§ Items
--------
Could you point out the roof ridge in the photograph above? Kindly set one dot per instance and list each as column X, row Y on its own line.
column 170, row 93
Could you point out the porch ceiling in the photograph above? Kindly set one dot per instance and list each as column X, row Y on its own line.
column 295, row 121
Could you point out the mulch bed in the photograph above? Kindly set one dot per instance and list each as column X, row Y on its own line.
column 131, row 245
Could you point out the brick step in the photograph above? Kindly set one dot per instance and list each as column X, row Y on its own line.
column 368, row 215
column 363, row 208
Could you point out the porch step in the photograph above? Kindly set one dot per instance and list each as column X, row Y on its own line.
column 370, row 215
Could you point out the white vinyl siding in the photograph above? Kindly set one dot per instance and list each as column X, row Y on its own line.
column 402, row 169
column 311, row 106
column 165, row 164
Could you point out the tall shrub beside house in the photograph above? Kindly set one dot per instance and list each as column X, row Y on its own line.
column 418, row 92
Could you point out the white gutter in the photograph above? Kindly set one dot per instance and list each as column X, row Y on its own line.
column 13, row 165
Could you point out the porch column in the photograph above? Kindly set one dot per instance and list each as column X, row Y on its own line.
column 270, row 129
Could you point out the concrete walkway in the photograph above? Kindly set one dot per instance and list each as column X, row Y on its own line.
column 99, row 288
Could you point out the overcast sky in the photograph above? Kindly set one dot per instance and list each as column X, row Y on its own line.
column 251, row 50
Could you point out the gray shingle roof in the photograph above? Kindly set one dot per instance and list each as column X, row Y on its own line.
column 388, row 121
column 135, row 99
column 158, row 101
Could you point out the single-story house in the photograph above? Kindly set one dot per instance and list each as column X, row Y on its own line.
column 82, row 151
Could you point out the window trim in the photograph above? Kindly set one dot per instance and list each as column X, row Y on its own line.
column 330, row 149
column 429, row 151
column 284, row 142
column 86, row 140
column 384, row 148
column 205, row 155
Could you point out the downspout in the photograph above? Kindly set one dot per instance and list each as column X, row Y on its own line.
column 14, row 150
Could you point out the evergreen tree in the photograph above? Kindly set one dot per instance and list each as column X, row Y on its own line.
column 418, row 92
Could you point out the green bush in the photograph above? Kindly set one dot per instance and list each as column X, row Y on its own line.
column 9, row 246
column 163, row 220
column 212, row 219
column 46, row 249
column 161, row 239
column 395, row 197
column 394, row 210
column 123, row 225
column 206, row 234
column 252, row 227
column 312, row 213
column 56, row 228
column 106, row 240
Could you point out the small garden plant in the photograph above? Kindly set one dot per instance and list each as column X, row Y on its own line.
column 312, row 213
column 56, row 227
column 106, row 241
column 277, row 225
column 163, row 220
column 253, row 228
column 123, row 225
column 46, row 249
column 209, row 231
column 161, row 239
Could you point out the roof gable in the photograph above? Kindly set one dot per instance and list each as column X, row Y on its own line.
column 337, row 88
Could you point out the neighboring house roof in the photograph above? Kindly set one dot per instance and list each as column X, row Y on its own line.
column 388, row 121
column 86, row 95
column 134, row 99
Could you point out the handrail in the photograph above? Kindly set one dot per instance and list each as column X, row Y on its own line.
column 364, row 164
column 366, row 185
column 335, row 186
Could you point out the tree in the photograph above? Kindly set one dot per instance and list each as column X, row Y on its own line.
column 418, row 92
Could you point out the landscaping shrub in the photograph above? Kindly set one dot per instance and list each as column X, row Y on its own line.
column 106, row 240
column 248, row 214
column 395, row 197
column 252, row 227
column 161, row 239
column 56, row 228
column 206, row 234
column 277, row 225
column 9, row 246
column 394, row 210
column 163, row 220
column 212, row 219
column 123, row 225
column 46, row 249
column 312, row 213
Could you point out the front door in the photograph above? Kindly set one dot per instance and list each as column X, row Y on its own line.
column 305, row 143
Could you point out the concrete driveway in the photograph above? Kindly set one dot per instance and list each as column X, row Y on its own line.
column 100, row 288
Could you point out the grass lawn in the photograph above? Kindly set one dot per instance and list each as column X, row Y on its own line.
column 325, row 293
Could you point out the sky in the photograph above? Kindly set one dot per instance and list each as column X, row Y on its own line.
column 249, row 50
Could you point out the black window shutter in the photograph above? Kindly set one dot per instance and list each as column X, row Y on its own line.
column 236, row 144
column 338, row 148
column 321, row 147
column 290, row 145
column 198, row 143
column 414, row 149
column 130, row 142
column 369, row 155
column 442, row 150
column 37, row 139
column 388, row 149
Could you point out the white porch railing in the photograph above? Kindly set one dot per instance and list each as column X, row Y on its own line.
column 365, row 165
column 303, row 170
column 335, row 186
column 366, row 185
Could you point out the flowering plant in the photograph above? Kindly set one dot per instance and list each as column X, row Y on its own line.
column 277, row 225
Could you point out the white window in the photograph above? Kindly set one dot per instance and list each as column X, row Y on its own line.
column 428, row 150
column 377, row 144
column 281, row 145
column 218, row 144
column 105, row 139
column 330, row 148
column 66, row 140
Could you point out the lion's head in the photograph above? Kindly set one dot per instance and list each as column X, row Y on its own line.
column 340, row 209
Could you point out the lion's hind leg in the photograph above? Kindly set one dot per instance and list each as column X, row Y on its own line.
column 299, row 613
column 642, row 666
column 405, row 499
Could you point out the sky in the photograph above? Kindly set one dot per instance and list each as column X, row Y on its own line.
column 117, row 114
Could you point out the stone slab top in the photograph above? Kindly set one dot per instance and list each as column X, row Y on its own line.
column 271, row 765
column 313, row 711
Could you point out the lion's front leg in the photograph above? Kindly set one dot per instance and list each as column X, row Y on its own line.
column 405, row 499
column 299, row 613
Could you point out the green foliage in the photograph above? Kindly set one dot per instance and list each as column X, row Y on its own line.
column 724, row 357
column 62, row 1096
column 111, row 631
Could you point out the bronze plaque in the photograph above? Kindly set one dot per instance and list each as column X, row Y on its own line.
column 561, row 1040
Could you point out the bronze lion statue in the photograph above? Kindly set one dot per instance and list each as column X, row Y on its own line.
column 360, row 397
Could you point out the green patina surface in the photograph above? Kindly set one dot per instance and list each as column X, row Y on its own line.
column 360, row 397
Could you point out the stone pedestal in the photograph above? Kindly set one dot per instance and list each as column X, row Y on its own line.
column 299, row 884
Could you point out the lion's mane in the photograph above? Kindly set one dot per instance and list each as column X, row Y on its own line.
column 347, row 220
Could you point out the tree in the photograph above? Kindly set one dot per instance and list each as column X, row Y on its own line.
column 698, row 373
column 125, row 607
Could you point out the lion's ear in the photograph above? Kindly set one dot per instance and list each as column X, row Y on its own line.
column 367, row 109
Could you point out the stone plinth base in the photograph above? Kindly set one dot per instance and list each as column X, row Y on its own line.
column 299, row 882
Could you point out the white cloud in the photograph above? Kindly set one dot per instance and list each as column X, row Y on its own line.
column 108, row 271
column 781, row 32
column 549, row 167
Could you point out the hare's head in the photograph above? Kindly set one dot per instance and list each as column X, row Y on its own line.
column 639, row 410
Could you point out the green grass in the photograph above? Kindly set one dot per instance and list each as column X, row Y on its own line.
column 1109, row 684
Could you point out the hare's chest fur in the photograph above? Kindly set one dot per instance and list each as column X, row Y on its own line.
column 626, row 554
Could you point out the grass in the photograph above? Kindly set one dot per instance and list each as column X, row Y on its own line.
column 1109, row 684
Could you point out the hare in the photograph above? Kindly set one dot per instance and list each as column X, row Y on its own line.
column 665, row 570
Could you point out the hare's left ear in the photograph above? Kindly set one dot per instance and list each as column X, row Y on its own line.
--------
§ What is required
Copy out all of the entries above word for word, keeping every line as it stands.

§ The output
Could you point out the roof ridge in the photograph above? Kindly set one dot per instance and list each as column X, row Y on its own line.
column 170, row 93
Could you point out the porch ceiling in the photograph above? Kindly set one dot per instance and list each as column X, row Y on its own line.
column 295, row 121
Could you point out the mulch bed in the photograph above? Kindly set one dot per instance and list each as column X, row Y on its own line.
column 131, row 245
Could you point out the brick step in the photograph above? Kindly set one dot per instance and list each as column X, row Y on its own line.
column 368, row 215
column 363, row 208
Could you point out the porch step in the photograph above? Kindly set one dot per instance and list each as column X, row Y on its own line.
column 370, row 215
Could you point out the white vinyl siding in the photograph above? Kindly set one dot per instance and list each as column X, row Y on its own line.
column 402, row 169
column 311, row 106
column 165, row 164
Could you point out the tall shrub beside house in the photograph above? Kindly set one dot per instance and list each as column X, row Y on its own line.
column 418, row 92
Could you point out the white gutter in the photograph above? Kindly set one dot per instance and list each as column X, row Y on its own line.
column 13, row 165
Could you point out the porch column in the photograph above? Kindly set one dot per instance and list each as column X, row Y on its own line.
column 270, row 129
Could you point out the concrete walkway in the photograph above? Kindly set one dot per instance and list each as column X, row Y on its own line.
column 99, row 288
Could you point out the overcast sky in the photograph above? Kindly set one dot per instance and list each as column X, row Y on its own line.
column 251, row 50
Could you point out the gray shingle roof in the photograph above? Kindly set one dot per instance and list each as column X, row Y on its own line.
column 388, row 121
column 135, row 99
column 158, row 101
Could you point out the single-story house in the photograph above? Kindly set one dot per instance and list each as column X, row Y on its own line.
column 82, row 151
Could you point out the window trim in the photograph above? Kindly set one dot per instance and list each as column X, row Y on its own line.
column 330, row 149
column 429, row 151
column 284, row 142
column 86, row 140
column 384, row 148
column 205, row 155
Could you point out the downspout in the photograph above? Kindly set one dot per instance and list each as column X, row Y on its own line.
column 14, row 150
Could you point out the evergreen tree in the photograph above? Kindly set one dot per instance and list each as column X, row Y on its own line.
column 418, row 92
Could you point out the green bush in the photograph above? Kindly set one dot per instance and list each as column X, row Y on its own line.
column 9, row 246
column 163, row 220
column 212, row 219
column 46, row 249
column 161, row 239
column 395, row 197
column 394, row 210
column 123, row 225
column 206, row 234
column 252, row 227
column 312, row 213
column 56, row 228
column 106, row 240
Could you point out the small garden plant in the photograph above? Kindly set one dot per instance and list each as column X, row Y on its own line.
column 312, row 213
column 56, row 227
column 106, row 241
column 277, row 225
column 163, row 220
column 253, row 228
column 123, row 225
column 46, row 249
column 209, row 231
column 161, row 239
Could you point out the roof gable in the photograph above? Kindly set one dot per instance and list each as column X, row Y on its own line.
column 337, row 88
Could you point out the neighboring house roof in the photograph above? Kindly set one dot per instance and list each as column X, row Y on its own line.
column 388, row 121
column 86, row 95
column 134, row 99
Could you point out the handrail in the photograph above? Kindly set one dot per instance and list each as column X, row Y on its own line.
column 364, row 164
column 366, row 185
column 335, row 186
Could you point out the tree in the photograph above? Kindly set one dot per instance and list each as column X, row Y on its own line.
column 418, row 92
Could you point out the landscaping shrub in the photograph above? Kindly set one dot per instance and list each as column X, row Y on its own line.
column 106, row 240
column 248, row 214
column 395, row 197
column 252, row 227
column 161, row 239
column 56, row 228
column 206, row 234
column 277, row 225
column 9, row 246
column 394, row 210
column 163, row 220
column 212, row 219
column 123, row 225
column 46, row 249
column 312, row 213
Could you point out the front door in the photograph above? Kindly set one dot per instance and list each as column X, row Y on its own line.
column 305, row 143
Could you point out the concrete driveway in the photograph above? Kindly set one dot per instance and list each as column X, row Y on its own line.
column 100, row 288
Could you point out the grass lawn in the photograph above? Kindly set one dot per instance and list each as column X, row Y on its own line.
column 325, row 293
Could you point out the sky in the photograph above? Kindly set one dot per instance and list each as column X, row Y on its own line.
column 249, row 50
Could you point out the black window shutter in the photograph above? Kindly set one dot per instance and list each as column X, row Y on its own line.
column 236, row 144
column 338, row 148
column 321, row 147
column 290, row 145
column 198, row 143
column 414, row 149
column 130, row 142
column 369, row 155
column 442, row 150
column 37, row 139
column 388, row 149
Could you point out the white porch railing in the photograph above? Kindly set one dot per instance and list each as column X, row Y on its own line.
column 365, row 165
column 303, row 170
column 335, row 186
column 366, row 185
Could you point out the flowering plant in the photograph above? Kindly set one dot per instance and list each as column X, row Y on its own line.
column 277, row 225
Could you point out the white window in the photograph above? Kindly set one dot per instance and list each as column X, row Y on its own line.
column 428, row 150
column 377, row 144
column 281, row 145
column 218, row 144
column 105, row 139
column 330, row 148
column 66, row 140
Could you point out the lion's head in the photograph above? Kindly set one dot per instance and list each as column X, row Y on its own line.
column 340, row 209
Could you point out the lion's hind leg in the photograph above? Kindly set one dot per instance and list each as column X, row Y on its own line.
column 299, row 613
column 642, row 666
column 405, row 499
Could you point out the sky in the photograph above? Kindly set one dot per instance and list each as column X, row Y on its own line.
column 117, row 114
Could you point out the stone slab top in the photograph above? Kindly set one dot per instance and list each as column X, row Y on its own line.
column 271, row 765
column 313, row 711
Could you point out the lion's front leg in the photograph above? Kindly set one dot per instance and list each as column X, row Y on its own line.
column 405, row 499
column 299, row 613
Could you point out the green foliage in the photograph above? Kindly set one dot per instance and list each as column X, row Y on its own line.
column 724, row 357
column 62, row 1096
column 111, row 631
Could you point out the bronze plaque in the photograph above? Kindly set one dot per instance and list each as column X, row Y on its own line.
column 561, row 1040
Could you point out the bronze lion statue in the photograph above? Kindly set one dot per instance and list each as column X, row Y on its own line.
column 360, row 397
Could you point out the green patina surface in the photograph above? Kindly set one dot per instance and list each as column X, row Y on its own line.
column 360, row 397
Could you point out the stone pedestal in the photograph above? Kindly set one dot per instance and list each as column X, row Y on its own line.
column 299, row 884
Could you point out the lion's mane in the photograph above? Kindly set one dot per instance and list each as column X, row Y on its own line.
column 347, row 220
Could you point out the tree in the photograph above? Kindly set one dot per instance and list each as column X, row Y on its own line.
column 698, row 373
column 125, row 607
Could you point out the lion's ear in the photograph above? Kindly set one dot per instance and list each as column X, row Y on its own line.
column 367, row 109
Could you point out the stone plinth base in the photograph above? Kindly set one dot per instance and list each as column X, row Y on its own line.
column 299, row 882
Could you point out the white cloud in the photograph above? Kindly set one dot per instance and list each as column X, row Y on its own line.
column 108, row 271
column 781, row 32
column 549, row 167
Could you point out the hare's head in the photograph above? Kindly set one dot per instance and list each as column X, row Y on its own line.
column 639, row 410
Could you point out the green grass in the photograph above? Kindly set one dot per instance and list each as column X, row Y on its own line.
column 1109, row 684
Could you point out the hare's chest fur in the photograph above? Kindly set one dot per instance and list each as column X, row Y on its own line.
column 626, row 554
Could you point out the grass in the photograph above? Kindly set one dot per instance and list each as column X, row Y on its own line.
column 1109, row 684
Could you point out the hare in the photograph above? Kindly set one dot per instance and list each as column X, row Y on its own line.
column 665, row 570
Could you point out the hare's left ear in the photograph above? Kindly set one dot per instance and list each as column X, row Y on its own line.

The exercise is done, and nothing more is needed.